- **指示**
「each like (338,166).」を含む行からデータの最後の行までを、両端の行も含めて一字一句変えずに書き写してください。

═══

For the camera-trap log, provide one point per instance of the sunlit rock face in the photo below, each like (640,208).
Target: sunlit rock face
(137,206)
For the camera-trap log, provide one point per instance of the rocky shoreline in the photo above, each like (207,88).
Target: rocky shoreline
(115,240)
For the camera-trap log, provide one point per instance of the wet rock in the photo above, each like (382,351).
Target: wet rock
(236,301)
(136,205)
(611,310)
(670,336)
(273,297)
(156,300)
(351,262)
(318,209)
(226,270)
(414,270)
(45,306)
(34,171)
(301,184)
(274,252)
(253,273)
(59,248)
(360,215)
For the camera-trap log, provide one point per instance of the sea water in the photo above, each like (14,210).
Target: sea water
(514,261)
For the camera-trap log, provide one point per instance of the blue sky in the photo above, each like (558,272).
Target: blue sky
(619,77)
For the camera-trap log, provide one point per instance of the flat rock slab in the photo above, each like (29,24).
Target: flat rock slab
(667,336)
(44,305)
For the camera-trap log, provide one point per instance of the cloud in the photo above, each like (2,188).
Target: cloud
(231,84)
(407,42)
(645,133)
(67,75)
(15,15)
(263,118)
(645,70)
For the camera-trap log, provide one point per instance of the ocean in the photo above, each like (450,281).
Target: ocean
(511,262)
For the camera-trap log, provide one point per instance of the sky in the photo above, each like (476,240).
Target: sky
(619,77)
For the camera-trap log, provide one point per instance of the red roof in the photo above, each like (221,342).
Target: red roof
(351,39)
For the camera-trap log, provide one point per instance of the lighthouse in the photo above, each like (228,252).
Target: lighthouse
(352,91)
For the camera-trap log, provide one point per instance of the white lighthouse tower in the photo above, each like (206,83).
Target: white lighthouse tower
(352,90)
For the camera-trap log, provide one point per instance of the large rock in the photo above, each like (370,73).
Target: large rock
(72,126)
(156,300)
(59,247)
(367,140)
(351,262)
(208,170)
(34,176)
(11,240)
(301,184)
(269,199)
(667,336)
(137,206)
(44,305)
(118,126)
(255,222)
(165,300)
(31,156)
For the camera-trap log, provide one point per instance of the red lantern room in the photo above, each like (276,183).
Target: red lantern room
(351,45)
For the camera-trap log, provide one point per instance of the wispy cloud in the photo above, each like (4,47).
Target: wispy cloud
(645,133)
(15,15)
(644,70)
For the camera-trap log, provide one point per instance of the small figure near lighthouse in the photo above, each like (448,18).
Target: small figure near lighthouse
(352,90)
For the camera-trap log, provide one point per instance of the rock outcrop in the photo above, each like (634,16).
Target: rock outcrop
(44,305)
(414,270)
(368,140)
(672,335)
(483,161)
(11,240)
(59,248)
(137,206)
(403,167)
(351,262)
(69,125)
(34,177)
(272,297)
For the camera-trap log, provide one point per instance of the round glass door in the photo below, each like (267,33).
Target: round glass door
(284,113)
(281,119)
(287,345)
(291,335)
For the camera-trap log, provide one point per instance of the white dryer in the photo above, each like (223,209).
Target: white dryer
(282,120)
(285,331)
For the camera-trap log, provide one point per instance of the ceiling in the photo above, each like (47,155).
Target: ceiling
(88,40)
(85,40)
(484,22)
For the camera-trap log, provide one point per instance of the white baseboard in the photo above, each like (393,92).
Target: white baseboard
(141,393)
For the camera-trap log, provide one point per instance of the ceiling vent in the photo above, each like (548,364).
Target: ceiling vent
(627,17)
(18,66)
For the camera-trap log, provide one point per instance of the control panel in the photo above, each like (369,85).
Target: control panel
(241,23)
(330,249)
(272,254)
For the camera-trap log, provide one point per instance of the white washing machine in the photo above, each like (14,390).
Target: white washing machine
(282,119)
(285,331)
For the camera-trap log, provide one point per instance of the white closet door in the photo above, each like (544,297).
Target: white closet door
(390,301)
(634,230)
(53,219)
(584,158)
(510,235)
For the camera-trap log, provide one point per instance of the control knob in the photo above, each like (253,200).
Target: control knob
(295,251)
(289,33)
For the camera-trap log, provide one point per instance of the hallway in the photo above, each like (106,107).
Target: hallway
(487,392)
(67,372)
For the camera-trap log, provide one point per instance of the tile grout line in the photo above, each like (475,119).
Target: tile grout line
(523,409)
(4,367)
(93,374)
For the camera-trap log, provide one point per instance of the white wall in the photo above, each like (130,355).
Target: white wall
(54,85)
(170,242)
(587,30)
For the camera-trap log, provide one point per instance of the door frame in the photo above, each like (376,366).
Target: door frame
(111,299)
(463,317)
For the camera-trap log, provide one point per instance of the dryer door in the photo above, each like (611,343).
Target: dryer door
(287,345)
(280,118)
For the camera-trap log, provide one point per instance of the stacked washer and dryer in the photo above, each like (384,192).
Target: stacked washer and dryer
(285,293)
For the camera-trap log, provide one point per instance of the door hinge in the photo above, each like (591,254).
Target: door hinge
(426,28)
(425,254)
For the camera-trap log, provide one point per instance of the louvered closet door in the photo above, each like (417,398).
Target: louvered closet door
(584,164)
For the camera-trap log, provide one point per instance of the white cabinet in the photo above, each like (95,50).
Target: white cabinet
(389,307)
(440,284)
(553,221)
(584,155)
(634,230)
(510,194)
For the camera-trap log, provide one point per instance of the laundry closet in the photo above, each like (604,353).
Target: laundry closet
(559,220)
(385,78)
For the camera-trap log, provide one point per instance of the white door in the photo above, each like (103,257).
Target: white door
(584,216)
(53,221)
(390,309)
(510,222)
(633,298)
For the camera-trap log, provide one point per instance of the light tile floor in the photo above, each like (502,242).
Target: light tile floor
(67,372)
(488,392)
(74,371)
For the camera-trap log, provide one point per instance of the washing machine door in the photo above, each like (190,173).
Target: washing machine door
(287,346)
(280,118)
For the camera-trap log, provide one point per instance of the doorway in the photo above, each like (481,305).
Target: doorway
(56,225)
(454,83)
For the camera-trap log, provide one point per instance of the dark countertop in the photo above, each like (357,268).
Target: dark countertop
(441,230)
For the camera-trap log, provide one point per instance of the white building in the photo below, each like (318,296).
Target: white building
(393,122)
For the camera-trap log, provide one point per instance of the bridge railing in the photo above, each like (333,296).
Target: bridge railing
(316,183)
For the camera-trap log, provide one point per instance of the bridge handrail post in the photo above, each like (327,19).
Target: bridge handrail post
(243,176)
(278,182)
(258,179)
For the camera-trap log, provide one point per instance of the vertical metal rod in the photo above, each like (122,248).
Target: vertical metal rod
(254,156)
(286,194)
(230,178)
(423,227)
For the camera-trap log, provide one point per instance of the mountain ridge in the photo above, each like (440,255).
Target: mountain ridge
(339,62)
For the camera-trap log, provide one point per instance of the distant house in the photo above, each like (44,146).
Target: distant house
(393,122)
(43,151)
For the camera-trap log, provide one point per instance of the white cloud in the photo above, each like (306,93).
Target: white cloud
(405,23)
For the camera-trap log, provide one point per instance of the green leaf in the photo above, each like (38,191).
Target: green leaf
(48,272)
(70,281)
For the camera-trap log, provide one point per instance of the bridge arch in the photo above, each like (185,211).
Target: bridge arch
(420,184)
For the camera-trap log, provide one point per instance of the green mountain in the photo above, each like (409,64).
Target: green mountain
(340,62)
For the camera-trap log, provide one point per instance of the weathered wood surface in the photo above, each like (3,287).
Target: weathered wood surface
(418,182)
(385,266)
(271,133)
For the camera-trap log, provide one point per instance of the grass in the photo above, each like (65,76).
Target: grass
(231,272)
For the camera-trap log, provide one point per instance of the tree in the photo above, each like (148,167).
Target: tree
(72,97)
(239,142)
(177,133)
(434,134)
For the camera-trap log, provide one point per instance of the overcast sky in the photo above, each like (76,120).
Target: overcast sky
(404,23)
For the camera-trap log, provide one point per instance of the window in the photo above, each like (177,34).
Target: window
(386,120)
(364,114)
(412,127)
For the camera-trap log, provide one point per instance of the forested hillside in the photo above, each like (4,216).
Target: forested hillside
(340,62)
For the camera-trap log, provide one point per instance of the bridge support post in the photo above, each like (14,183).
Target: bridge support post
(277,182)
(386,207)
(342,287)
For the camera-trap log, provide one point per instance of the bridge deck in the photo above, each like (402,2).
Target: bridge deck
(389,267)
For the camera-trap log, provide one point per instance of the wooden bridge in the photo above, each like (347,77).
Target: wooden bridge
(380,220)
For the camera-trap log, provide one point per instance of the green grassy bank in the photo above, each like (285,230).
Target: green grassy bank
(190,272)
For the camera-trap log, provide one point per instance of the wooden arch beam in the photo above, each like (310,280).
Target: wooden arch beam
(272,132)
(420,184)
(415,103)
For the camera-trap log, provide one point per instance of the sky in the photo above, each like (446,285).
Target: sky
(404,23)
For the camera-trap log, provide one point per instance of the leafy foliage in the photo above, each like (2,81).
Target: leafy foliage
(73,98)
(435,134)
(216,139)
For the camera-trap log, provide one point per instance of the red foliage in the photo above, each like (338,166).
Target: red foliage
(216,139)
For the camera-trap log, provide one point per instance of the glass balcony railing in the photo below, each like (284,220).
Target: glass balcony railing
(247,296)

═══

- **解答**
For the camera-trap log, provide one point per instance of the red foliage in the photo above, each like (338,166).
Target: red foliage
(216,139)
For the camera-trap log, provide one point per instance of the glass balcony railing in the photo below, each like (284,220).
Target: glass balcony railing
(247,296)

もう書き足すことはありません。